_Set task_: Please copy every line of the listing below word for word, changing nothing.

_Exercise material_:
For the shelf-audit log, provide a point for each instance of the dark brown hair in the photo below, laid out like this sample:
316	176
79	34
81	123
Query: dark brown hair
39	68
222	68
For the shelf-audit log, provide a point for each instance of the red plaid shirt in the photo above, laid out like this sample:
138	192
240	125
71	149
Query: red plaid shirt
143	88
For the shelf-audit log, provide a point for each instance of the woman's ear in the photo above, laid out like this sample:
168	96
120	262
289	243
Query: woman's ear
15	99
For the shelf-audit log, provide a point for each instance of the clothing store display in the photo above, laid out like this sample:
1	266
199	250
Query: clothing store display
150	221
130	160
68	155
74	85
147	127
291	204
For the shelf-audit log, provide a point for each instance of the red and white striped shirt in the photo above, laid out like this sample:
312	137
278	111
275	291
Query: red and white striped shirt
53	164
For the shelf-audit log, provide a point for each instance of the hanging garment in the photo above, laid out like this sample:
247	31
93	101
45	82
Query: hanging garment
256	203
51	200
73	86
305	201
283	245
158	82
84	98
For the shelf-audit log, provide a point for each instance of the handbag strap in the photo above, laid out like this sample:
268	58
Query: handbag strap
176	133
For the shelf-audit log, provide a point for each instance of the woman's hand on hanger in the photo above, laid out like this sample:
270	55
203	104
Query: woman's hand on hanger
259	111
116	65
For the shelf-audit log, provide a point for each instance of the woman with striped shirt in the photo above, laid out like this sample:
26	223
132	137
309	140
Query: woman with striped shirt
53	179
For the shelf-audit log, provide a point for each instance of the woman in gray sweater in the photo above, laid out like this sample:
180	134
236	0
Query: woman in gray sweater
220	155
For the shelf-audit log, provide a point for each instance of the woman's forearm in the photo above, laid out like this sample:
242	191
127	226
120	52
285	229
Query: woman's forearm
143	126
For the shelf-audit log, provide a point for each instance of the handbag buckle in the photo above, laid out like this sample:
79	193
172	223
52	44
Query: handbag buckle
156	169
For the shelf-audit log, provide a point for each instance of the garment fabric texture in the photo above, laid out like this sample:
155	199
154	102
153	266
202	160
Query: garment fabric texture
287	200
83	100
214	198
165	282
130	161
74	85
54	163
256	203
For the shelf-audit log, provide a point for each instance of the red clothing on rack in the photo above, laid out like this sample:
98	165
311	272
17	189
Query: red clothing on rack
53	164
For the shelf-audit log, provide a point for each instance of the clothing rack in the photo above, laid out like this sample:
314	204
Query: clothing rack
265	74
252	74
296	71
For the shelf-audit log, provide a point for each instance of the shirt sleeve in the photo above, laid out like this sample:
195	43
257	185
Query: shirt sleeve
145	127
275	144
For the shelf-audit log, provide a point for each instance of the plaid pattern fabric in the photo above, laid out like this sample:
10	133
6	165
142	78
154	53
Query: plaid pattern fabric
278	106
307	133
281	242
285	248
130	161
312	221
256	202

_Response for this exercise_:
For the shelf-audit log, provide a point for each instance of the dark brown hair in the photo below, laid out like this sample:
316	176
79	34
81	123
Query: dark brown hair
39	68
222	68
For the shelf-audit log, provide a point for each instance of the red plaid shirt in the photo above, laid out like this sample:
138	192
240	125
71	149
Query: red plaid shirt
143	88
For the shelf-audit log, provide a point for each instance of the woman's ear in the photo above, laid out like this sample:
168	96
120	262
289	243
Query: woman's ear
15	99
For the shelf-audit log, provide a point for each instance of the clothing store display in the photo above, laid out like this sample:
1	266
199	250
Query: clothing store display
150	221
130	160
68	155
74	85
147	127
291	204
For the shelf-audit log, provide a point for each instance of the red and white striped shirt in the photo above, laid out like this sample:
312	137
278	111
275	291
Query: red and white striped shirt
53	164
For the shelf-audit log, provide a point for each instance of the hanging garment in the photo above, laid out like this sample:
247	31
93	101
45	82
Query: hanging garment
256	203
51	200
73	86
305	201
283	245
158	82
84	98
For the shelf-audit log, provide a point for each instance of the handbag strap in the photo above, laid out like this sample:
268	58
Query: handbag strap
176	133
For the shelf-audit log, provide a point for each instance of the woman's hand on hanger in the photo above, laid out like this sample:
270	55
203	104
Query: woman's hand on hanger
259	111
116	65
For the shelf-audit log, provide a point for each instance of the woman with striped shirt in the photo above, laid out like this sample:
26	223
132	137
309	140
Query: woman with striped shirt
53	179
For the shelf-audit log, provide a point for each instance of the woman in gray sweater in the photo above, laid out like this sample:
180	134
236	0
Query: woman in gray sweater
220	155
For the shelf-audit log, provide a point for each instance of the woman's forearm in the photo above, laid out like this sample:
242	191
127	226
120	52
285	229
Query: woman's forearm
143	126
For the shelf-audit log, provide a point for each instance of the handbag buckle in the photo above, laid out like this sample:
79	193
172	223
52	44
Query: handbag buckle
156	169
For the shelf-audit log, provide a point for each instance of the garment fabric texture in the photo above, laid out like this sample:
155	199
154	102
153	266
202	160
Query: garment fabric texture
287	200
83	100
214	198
165	282
130	161
74	85
54	163
256	203
For the shelf-audit log, provide a point for each instance of the red clothing on rack in the photo above, laid out like this sample:
98	165
311	272
17	189
Query: red clothing on rack
53	164
For the shelf-audit log, provide a point for each instance of the clothing rack in the photo above, laid out like this sample:
314	204
Query: clothing rack
265	74
252	74
296	71
For the shelf-audit log, provide a point for each instance of the shirt sleeve in the photo above, laid out like this sample:
195	43
257	185
Query: shirt sleeve
145	127
275	144
For the shelf-audit log, provide a point for each instance of the plaid pattern fabric in the photo above, laid out like this sample:
10	133
6	165
142	78
154	53
Query: plaid pattern fabric
278	106
307	133
281	242
285	248
130	161
312	221
256	202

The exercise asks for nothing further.